> _Description of the task_:
Write out the records below word for word, every line of them, but leave out the pictures.

> _Supplied records_:
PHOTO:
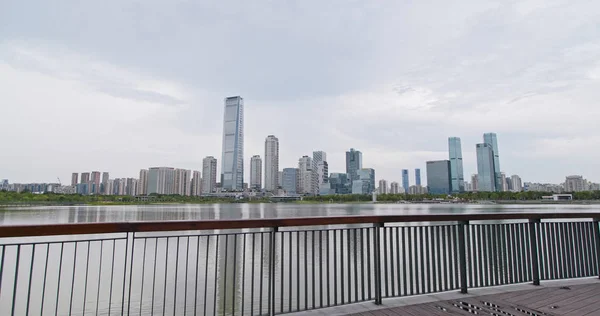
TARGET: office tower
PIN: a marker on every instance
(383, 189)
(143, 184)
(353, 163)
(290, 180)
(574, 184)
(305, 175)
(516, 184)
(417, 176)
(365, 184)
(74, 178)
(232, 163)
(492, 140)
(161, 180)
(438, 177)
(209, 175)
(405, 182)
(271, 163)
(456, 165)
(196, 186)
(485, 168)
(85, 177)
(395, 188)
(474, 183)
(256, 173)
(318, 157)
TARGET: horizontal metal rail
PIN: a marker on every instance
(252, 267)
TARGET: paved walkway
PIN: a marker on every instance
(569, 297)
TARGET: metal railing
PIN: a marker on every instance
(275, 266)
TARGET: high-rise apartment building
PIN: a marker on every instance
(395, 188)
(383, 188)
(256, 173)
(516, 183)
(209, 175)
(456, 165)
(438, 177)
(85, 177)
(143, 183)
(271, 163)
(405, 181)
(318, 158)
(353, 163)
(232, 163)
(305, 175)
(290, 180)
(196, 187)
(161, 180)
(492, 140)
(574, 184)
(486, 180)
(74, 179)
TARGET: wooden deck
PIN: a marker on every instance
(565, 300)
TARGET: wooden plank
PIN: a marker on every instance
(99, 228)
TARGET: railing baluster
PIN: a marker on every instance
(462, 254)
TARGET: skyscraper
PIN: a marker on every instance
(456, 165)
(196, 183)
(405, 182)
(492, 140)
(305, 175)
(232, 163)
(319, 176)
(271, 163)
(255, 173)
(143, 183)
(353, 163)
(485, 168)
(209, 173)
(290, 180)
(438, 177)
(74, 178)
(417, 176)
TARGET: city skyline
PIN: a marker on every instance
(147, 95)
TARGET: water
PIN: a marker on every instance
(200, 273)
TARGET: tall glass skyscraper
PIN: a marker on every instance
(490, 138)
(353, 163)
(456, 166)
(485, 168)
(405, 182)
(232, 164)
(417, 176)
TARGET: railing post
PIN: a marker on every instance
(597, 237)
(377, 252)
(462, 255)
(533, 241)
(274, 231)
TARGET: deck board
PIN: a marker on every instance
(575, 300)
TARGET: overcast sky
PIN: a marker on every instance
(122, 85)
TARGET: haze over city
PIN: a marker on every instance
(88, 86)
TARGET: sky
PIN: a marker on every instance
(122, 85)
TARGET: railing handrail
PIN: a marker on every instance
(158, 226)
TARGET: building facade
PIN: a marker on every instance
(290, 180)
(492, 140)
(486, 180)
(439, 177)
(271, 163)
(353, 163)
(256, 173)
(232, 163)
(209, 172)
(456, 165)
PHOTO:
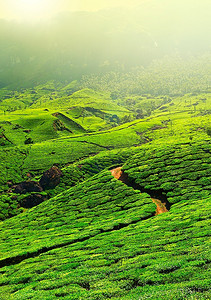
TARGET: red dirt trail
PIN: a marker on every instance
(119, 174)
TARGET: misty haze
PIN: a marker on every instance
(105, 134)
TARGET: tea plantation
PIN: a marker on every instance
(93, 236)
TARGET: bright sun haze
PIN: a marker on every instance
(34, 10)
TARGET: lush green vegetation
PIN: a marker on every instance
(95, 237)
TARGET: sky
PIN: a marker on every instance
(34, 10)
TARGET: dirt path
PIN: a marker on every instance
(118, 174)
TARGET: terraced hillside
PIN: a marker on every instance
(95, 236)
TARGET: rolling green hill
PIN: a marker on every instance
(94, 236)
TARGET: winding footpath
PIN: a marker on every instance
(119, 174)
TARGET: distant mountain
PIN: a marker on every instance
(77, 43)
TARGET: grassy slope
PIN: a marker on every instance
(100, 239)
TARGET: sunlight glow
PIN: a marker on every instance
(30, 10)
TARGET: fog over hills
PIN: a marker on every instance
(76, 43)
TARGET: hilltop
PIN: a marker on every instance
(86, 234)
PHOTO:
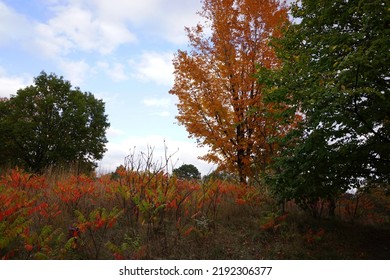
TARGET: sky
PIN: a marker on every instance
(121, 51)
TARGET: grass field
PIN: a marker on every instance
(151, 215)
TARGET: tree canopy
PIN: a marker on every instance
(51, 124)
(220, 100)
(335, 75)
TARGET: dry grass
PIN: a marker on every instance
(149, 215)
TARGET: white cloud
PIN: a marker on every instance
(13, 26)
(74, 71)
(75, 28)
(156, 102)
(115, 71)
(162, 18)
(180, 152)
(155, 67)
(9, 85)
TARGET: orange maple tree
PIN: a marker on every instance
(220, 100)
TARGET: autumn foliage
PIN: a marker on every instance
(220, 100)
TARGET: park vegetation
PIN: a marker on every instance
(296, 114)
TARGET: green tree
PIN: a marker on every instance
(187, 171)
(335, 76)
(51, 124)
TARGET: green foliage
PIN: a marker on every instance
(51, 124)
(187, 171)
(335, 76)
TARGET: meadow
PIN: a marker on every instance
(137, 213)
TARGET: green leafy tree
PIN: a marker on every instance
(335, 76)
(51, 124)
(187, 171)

> _Final result_:
PHOTO:
TARGET: office tower
PIN: a marker on every instance
(383, 189)
(143, 184)
(353, 163)
(290, 180)
(574, 184)
(305, 175)
(516, 184)
(417, 176)
(365, 184)
(74, 178)
(232, 163)
(492, 140)
(161, 180)
(438, 177)
(209, 175)
(405, 182)
(271, 163)
(456, 165)
(196, 186)
(485, 168)
(85, 177)
(395, 188)
(474, 183)
(256, 173)
(318, 157)
TARGET: horizontal metal rail
PIN: a marker on every instance
(252, 267)
TARGET: paved walkway
PIN: a marker on every instance
(569, 297)
TARGET: metal railing
PIN: a marker on every instance
(275, 266)
TARGET: high-rise apartment building
PIN: a marker on every instance
(395, 188)
(383, 188)
(256, 173)
(516, 183)
(209, 175)
(456, 165)
(438, 177)
(85, 177)
(143, 183)
(271, 163)
(405, 181)
(318, 158)
(353, 163)
(232, 163)
(305, 175)
(290, 180)
(196, 187)
(161, 180)
(492, 140)
(574, 184)
(486, 180)
(74, 179)
TARGET: wooden deck
PIN: a marker on every instance
(565, 300)
TARGET: wooden plank
PIN: a marker on every instance
(99, 228)
TARGET: railing baluster
PIN: a marker on every instance
(462, 254)
TARGET: skyscraper
PIN: a marker on every instance
(456, 165)
(196, 183)
(405, 182)
(492, 140)
(305, 175)
(232, 163)
(319, 176)
(271, 163)
(255, 173)
(143, 183)
(353, 163)
(485, 168)
(209, 173)
(290, 180)
(438, 177)
(74, 178)
(417, 176)
TARGET: city skyline
PIN: a marker on every instance
(147, 95)
TARGET: water
PIN: a marker on every instance
(200, 273)
TARGET: tall glass skyscraper
PIN: a marker on every instance
(490, 138)
(353, 163)
(456, 166)
(485, 168)
(405, 182)
(232, 164)
(417, 176)
TARGET: railing post
PIN: a marker on every instance
(597, 237)
(377, 252)
(462, 255)
(533, 241)
(274, 231)
TARGET: deck board
PIN: a marker on every instance
(575, 300)
TARGET: overcast sky
PIN: a marker on every instance
(122, 85)
TARGET: haze over city
PIN: a marker on every instance
(88, 86)
TARGET: sky
PIN: a marker on every instance
(122, 85)
TARGET: railing handrail
PIN: a marker on every instance
(158, 226)
TARGET: building facade
PIN: a marker on every instance
(290, 180)
(492, 140)
(486, 180)
(439, 177)
(271, 163)
(353, 163)
(256, 173)
(232, 163)
(209, 172)
(456, 165)
PHOTO:
TARGET: red dirt trail
PIN: a marker on every instance
(119, 174)
TARGET: misty haze
PIN: a marker on every instance
(105, 134)
TARGET: tea plantation
PIN: a marker on every instance
(93, 236)
TARGET: bright sun haze
PIN: a marker on every instance
(34, 10)
TARGET: lush green vegetation
PIN: a marker on every instance
(95, 237)
TARGET: sky
PIN: a marker on every instance
(34, 10)
TARGET: dirt path
PIN: a marker on every instance
(118, 174)
TARGET: terraced hillside
PIN: a marker on every instance
(95, 236)
TARGET: rolling green hill
PIN: a marker on every instance
(94, 236)
TARGET: winding footpath
PIN: a marker on every instance
(119, 174)
TARGET: distant mountain
PIN: a marker on every instance
(77, 43)
TARGET: grassy slope
PIN: a marker on every instance
(100, 239)
TARGET: sunlight glow
PIN: a marker on every instance
(30, 10)
TARGET: fog over hills
PIN: a marker on every instance
(76, 43)
TARGET: hilltop
PIN: a marker on every instance
(86, 234)
PHOTO:
TARGET: sky
PIN: a marker on every instance
(121, 51)
TARGET: grass field
PIN: a marker on every instance
(151, 215)
TARGET: tree canopy
PIN: a marker on every instance
(51, 124)
(220, 100)
(335, 75)
TARGET: dry grass
PIN: a marker on every instance
(149, 215)
TARGET: white cloud
PIN: a marker on every instance
(13, 26)
(74, 71)
(75, 28)
(156, 102)
(115, 71)
(162, 18)
(180, 152)
(155, 67)
(9, 85)
TARGET: orange maple tree
PIN: a marker on every instance
(220, 100)
TARGET: autumn foliage
PIN: a marker on every instance
(220, 100)
TARGET: park vegetation
PIN: a marker on every instance
(296, 114)
TARGET: green tree
PIN: a marker on every instance
(187, 171)
(335, 76)
(51, 124)
TARGET: green foliage
PIN: a marker on every instance
(51, 124)
(187, 171)
(335, 76)
TARGET: meadow
PIN: a marker on every instance
(137, 213)
TARGET: green leafy tree
PIN: a marker on every instance
(335, 76)
(51, 124)
(187, 171)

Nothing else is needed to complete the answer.